Tally the lines in the items below that contain the string "holding", matching case exactly, and give only the resulting number.

# [Data]
__________

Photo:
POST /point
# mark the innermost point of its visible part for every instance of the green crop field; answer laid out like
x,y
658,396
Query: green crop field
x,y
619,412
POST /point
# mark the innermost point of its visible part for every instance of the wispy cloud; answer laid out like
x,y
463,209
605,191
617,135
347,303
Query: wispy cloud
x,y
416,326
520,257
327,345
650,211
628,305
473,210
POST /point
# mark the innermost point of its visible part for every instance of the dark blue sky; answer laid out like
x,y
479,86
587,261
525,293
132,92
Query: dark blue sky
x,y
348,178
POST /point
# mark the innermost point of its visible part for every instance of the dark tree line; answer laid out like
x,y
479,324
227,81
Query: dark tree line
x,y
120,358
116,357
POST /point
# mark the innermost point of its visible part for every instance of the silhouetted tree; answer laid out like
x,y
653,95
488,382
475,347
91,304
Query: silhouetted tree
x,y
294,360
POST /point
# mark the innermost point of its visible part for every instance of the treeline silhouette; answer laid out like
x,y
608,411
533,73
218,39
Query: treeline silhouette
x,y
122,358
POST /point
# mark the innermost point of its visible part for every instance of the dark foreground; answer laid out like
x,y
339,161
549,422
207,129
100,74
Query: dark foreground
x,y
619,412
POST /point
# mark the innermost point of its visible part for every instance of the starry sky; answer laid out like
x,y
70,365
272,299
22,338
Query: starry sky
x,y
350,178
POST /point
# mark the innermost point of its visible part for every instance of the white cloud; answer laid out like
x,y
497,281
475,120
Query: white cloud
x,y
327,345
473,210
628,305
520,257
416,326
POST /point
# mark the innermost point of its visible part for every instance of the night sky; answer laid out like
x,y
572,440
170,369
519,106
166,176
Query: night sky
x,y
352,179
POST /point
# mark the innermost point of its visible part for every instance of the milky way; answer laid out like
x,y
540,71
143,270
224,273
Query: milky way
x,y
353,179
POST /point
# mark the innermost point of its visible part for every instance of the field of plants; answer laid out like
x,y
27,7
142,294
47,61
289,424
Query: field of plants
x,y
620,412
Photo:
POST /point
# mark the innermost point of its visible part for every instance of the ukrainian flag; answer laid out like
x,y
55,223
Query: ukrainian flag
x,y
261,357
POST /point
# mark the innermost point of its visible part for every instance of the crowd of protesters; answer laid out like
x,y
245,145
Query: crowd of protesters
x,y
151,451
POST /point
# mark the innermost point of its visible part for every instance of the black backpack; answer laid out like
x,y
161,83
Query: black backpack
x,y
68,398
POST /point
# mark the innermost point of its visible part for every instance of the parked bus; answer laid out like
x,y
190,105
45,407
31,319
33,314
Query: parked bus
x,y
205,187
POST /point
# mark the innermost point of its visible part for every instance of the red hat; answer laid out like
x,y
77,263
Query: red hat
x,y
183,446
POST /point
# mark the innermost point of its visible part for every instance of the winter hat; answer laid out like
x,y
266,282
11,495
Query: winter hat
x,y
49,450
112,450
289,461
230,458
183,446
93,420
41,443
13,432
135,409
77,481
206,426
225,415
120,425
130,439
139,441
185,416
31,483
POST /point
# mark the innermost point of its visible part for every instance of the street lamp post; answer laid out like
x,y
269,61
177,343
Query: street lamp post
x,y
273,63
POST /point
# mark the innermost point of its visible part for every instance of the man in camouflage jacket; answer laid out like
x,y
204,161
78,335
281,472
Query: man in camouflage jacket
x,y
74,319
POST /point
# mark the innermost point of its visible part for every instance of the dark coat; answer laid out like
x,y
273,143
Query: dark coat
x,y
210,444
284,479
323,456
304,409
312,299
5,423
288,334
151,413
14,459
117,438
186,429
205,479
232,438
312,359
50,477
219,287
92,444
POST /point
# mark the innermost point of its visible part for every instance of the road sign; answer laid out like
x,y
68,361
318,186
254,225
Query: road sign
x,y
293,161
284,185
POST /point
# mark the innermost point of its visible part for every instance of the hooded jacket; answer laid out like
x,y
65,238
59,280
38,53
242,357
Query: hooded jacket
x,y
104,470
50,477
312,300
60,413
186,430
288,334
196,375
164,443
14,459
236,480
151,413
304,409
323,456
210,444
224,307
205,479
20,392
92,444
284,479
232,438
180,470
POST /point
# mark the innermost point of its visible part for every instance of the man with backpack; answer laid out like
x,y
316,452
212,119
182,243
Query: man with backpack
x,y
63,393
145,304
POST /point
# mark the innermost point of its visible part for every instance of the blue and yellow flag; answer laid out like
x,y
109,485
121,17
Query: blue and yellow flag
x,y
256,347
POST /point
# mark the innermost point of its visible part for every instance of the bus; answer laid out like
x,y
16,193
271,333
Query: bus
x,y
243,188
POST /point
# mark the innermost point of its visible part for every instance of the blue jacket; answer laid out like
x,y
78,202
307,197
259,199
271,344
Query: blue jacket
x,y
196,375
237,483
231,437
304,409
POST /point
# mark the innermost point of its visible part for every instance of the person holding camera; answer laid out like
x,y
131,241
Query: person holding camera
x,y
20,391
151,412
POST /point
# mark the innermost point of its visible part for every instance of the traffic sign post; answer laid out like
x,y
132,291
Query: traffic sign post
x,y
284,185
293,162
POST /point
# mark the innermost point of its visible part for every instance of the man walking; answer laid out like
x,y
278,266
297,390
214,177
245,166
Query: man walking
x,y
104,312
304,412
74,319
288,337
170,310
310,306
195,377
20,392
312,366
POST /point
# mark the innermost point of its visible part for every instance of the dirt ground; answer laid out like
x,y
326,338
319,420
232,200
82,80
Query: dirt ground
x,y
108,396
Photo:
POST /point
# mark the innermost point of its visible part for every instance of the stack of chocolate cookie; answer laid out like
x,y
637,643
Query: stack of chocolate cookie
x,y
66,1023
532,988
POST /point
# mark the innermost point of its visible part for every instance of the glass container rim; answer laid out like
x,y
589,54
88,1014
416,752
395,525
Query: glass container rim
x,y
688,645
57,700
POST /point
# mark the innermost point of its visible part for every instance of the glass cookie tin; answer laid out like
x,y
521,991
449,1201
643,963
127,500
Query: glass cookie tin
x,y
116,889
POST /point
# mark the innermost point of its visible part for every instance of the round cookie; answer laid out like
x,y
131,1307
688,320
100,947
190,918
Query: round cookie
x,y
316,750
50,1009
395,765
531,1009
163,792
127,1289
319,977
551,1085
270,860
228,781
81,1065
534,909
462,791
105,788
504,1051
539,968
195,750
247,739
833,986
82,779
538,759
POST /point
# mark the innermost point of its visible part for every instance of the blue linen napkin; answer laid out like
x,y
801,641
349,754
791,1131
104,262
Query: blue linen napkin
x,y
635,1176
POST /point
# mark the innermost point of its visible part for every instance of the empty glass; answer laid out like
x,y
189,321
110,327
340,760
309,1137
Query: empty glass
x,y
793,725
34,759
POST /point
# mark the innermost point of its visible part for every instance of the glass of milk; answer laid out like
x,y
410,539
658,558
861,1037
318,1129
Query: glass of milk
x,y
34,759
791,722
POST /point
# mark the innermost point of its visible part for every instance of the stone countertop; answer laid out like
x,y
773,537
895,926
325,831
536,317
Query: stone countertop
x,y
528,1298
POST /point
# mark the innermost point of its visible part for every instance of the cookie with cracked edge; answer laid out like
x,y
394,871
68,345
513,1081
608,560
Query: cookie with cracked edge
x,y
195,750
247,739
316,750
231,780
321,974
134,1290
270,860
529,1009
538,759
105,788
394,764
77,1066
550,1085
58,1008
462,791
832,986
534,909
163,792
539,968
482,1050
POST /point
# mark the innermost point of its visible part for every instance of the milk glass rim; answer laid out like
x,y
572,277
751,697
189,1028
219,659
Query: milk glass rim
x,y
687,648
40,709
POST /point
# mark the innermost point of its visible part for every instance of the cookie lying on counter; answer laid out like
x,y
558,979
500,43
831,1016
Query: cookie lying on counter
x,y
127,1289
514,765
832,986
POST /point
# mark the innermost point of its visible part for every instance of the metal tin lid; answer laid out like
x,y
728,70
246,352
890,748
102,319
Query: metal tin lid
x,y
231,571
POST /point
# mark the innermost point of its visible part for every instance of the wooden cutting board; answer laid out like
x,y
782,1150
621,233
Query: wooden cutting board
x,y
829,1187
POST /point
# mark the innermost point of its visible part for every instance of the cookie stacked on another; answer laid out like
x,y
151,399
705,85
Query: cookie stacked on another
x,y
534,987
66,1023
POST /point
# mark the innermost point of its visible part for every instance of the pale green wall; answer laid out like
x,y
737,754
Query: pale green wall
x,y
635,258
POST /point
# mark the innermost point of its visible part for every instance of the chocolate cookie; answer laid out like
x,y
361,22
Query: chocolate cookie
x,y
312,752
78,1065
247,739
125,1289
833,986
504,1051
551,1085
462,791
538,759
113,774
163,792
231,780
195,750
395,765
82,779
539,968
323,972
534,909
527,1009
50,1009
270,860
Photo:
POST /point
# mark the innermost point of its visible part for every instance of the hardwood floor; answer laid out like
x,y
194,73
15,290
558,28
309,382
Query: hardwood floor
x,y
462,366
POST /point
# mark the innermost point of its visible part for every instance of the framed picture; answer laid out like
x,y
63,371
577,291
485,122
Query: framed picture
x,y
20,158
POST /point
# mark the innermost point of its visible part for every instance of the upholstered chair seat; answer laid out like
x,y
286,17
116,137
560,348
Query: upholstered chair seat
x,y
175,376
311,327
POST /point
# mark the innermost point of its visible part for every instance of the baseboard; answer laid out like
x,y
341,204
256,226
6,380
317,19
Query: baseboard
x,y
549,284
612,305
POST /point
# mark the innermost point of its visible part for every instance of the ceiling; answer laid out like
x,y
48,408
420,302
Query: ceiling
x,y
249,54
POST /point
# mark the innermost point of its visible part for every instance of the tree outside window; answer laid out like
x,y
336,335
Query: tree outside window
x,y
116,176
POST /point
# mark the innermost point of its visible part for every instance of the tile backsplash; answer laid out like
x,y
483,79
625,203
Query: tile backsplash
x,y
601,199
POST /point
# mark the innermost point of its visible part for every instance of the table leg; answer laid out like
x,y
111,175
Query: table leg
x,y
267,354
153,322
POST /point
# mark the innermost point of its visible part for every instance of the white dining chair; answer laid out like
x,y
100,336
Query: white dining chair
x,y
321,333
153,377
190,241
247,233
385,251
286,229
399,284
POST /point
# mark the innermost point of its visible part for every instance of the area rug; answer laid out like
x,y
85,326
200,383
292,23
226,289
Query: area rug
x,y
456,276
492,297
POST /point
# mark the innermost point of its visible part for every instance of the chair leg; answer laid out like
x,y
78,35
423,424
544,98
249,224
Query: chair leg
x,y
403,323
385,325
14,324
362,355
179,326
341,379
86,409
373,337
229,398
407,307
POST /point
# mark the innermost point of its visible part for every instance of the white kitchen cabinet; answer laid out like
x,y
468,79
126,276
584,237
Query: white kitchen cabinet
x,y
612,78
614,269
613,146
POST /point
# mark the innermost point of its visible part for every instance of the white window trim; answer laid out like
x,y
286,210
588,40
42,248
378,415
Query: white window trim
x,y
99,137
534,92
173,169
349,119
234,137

__________

# [Final answer]
2